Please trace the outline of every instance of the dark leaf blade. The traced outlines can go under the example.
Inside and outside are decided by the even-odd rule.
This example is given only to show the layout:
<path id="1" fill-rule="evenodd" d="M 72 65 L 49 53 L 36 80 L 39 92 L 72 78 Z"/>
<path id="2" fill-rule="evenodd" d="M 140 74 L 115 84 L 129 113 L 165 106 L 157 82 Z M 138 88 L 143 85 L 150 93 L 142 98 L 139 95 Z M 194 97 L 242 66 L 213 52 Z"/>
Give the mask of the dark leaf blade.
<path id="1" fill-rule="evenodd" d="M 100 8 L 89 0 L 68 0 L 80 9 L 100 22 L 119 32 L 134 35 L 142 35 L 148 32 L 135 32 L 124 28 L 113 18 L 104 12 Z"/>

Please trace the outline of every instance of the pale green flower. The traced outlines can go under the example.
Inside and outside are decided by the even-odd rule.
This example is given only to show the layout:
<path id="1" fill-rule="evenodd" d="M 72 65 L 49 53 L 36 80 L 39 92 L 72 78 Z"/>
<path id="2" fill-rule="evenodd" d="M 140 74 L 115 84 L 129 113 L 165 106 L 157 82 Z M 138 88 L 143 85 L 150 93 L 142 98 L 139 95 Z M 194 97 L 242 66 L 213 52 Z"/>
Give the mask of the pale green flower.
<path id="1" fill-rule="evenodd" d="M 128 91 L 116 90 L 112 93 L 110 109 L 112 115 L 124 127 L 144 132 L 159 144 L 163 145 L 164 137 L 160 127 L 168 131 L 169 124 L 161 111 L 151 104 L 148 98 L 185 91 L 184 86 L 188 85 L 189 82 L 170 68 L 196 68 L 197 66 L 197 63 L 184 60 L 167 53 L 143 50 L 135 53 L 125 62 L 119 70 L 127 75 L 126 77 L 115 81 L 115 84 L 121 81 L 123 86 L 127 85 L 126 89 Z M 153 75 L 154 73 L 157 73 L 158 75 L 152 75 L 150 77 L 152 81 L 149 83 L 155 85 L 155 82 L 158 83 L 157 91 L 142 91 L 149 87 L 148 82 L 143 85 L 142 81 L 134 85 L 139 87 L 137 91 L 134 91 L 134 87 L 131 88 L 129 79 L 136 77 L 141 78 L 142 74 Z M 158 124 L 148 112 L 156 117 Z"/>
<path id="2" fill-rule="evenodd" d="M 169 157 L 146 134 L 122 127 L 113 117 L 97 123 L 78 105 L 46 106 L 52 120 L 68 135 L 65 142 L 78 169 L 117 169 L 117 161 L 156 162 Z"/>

WRITTEN INSTRUCTION:
Could you recast the lines from the one containing "Please trace the outline of every instance of the pale" to the one containing "Give the mask of the pale green flower.", both included, as a Markdown table with the columns Line No. and Content, numbering each line and leaving out blank ones?

RESPONSE:
| Line No. | Content |
|---|---|
| 1 | Please trace the outline of every instance of the pale green flower. The traced outlines can go under the example. |
| 2 | Inside and outside are decided by the even-odd rule. |
| 3 | This example is given only to show the layout: |
| 4 | <path id="1" fill-rule="evenodd" d="M 72 65 L 49 53 L 36 80 L 39 92 L 72 78 Z"/> |
| 5 | <path id="2" fill-rule="evenodd" d="M 140 74 L 115 84 L 129 113 L 165 106 L 157 82 Z M 138 88 L 143 85 L 150 93 L 142 98 L 139 95 Z M 194 97 L 242 66 L 213 52 Z"/> |
| 6 | Give the mask of the pale green flower. |